Study material.
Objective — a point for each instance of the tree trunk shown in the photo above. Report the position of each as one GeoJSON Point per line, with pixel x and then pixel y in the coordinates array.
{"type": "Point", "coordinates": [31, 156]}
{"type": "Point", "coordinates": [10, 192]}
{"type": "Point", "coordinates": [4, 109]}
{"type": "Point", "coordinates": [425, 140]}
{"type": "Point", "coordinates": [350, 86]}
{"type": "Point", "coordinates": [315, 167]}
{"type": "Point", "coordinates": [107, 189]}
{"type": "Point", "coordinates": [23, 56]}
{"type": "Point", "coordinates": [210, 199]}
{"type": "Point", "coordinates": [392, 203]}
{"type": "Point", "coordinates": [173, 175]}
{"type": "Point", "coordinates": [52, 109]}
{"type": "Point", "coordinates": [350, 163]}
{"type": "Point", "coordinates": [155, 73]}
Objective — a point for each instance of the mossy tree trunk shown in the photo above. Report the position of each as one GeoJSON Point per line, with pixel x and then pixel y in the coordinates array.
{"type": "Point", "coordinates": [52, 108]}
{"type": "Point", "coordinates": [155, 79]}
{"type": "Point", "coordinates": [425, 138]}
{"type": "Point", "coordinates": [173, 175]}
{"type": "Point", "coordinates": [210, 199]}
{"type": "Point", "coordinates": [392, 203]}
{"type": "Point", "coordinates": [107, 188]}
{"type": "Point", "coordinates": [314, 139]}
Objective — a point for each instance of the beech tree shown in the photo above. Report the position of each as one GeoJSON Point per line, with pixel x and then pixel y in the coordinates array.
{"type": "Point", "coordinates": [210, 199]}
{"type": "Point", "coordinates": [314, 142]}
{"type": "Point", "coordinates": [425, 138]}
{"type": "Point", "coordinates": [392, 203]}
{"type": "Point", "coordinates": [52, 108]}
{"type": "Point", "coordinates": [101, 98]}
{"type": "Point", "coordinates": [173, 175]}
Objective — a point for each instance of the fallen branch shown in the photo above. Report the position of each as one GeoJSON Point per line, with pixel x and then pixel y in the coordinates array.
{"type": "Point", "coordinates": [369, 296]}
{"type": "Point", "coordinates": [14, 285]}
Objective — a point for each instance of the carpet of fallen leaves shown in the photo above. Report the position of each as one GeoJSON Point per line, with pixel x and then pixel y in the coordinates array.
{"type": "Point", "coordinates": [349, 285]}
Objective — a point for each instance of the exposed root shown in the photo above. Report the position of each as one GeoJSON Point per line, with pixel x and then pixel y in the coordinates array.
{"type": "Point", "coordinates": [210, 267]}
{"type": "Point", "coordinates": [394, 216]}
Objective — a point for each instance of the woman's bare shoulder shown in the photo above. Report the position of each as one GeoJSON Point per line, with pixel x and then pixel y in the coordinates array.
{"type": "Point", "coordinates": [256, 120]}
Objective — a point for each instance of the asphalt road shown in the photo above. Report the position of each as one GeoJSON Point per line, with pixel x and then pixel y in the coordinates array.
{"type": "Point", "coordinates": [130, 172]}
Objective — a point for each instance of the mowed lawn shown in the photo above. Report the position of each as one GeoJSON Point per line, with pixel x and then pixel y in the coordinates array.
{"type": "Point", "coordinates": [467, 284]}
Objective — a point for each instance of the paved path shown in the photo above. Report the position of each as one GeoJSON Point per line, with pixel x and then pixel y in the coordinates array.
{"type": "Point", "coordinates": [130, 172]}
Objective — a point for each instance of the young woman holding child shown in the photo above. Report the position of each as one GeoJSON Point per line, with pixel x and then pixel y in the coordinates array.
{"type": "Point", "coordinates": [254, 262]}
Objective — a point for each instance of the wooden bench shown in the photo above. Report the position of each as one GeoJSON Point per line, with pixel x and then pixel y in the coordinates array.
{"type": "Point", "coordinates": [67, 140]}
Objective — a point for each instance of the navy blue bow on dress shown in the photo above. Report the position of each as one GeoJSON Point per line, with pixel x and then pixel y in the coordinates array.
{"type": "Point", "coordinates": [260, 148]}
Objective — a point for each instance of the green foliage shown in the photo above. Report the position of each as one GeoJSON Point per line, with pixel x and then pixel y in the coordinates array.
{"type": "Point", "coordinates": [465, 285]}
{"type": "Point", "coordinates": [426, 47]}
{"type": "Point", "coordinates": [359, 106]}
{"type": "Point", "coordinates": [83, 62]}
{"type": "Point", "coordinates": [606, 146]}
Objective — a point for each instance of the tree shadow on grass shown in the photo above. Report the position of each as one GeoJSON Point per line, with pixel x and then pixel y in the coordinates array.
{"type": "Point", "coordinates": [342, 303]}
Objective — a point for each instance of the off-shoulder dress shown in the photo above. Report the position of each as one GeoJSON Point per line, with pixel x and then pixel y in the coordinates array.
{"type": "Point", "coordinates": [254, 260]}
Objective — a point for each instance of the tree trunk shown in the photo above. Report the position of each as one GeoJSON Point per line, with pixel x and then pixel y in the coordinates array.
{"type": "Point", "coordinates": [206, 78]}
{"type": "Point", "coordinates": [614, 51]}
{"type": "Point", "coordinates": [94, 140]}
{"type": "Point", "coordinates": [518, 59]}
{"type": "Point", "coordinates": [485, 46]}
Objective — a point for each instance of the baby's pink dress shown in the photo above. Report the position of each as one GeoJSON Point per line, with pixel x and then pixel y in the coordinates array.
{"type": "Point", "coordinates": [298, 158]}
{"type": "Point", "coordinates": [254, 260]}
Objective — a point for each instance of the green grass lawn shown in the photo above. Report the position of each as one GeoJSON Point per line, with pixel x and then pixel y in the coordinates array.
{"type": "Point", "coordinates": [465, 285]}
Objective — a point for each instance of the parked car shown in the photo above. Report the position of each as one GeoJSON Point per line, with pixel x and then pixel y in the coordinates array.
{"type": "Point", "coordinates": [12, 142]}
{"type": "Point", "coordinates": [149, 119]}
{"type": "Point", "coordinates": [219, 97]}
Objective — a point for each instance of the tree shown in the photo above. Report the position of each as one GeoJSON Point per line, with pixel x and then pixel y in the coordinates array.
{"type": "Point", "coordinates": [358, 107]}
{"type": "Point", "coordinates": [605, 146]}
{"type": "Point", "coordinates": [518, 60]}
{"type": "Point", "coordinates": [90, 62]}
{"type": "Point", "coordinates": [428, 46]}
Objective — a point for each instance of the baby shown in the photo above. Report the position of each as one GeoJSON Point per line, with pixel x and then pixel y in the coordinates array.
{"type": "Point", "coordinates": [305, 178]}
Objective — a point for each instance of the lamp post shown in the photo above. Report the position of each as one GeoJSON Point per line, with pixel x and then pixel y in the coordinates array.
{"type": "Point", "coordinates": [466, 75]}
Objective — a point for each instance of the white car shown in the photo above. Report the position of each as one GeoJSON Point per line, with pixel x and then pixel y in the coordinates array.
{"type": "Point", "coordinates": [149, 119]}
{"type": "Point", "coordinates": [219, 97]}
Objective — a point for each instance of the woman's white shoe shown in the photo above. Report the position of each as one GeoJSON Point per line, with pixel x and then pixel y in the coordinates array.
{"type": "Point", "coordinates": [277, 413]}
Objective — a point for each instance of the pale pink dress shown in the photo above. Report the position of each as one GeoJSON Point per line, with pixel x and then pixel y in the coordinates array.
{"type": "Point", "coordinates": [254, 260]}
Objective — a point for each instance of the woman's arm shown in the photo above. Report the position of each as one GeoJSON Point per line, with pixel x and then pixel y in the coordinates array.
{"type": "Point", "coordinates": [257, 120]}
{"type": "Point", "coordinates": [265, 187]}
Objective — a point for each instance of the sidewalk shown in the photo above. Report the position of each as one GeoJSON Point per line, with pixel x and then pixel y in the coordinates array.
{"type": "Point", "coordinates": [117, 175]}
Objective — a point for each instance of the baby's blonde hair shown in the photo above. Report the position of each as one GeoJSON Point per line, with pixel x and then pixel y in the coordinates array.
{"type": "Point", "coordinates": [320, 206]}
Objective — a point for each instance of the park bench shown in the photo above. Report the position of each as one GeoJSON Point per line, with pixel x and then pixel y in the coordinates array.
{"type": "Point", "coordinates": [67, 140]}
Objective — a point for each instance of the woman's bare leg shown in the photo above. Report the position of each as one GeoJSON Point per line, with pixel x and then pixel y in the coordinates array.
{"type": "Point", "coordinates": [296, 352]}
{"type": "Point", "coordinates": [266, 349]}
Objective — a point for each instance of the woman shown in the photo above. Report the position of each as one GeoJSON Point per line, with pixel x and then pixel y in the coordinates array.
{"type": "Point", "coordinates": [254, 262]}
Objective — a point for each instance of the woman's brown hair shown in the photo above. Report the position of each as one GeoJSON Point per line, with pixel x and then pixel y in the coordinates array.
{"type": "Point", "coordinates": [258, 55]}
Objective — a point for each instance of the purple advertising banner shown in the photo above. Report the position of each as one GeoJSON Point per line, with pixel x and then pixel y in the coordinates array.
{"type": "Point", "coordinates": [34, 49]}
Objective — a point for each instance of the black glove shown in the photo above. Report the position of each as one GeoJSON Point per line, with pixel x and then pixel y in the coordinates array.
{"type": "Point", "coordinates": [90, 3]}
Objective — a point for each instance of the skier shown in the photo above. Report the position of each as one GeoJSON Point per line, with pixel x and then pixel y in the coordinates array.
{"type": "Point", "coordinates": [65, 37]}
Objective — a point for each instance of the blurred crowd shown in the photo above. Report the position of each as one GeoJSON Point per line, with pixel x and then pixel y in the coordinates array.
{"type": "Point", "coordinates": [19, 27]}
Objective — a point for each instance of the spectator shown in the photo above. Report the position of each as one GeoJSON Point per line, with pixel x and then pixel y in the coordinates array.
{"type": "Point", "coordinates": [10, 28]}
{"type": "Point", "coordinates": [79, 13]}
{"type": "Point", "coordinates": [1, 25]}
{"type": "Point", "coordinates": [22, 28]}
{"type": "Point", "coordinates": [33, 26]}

What is expected. Nothing but the lines from the one with "Objective — a point for each instance of the woman's brown" through the end of the data above should be repeated, each exactly as it stands.

Reply.
Objective — a point for each instance of the woman's brown hair shown in the photo above. Report the position of each as one GeoJSON Point per line, with pixel x and then pixel y in the coordinates array.
{"type": "Point", "coordinates": [258, 55]}
Objective — a point for each instance of the purple advertising banner shown in the photo above. Report the position of each as one GeoJSON Point per line, with pixel x and then pixel y in the coordinates array.
{"type": "Point", "coordinates": [34, 49]}
Objective — a point for each instance of the black glove shown in the photo above. Report the position of each as one GeoJSON Point per line, with pixel x and then pixel y in the coordinates array.
{"type": "Point", "coordinates": [90, 3]}
Objective — a point for each instance of the skier shown in the photo above. Report the position of each as one GeoJSON Point per line, with pixel x and then pixel y in the coordinates array.
{"type": "Point", "coordinates": [65, 37]}
Objective — a point for each instance of the blurred crowd shown in the photo above. Report the position of each as one GeoJSON Point per line, with pixel x and then pixel y in the coordinates array.
{"type": "Point", "coordinates": [19, 27]}
Objective — a point for each instance of the spectator shown in the photo above. Report the position of each as one GeoJSON Point per line, with pixel x and then pixel y in the coordinates array.
{"type": "Point", "coordinates": [10, 28]}
{"type": "Point", "coordinates": [79, 13]}
{"type": "Point", "coordinates": [1, 25]}
{"type": "Point", "coordinates": [22, 28]}
{"type": "Point", "coordinates": [33, 26]}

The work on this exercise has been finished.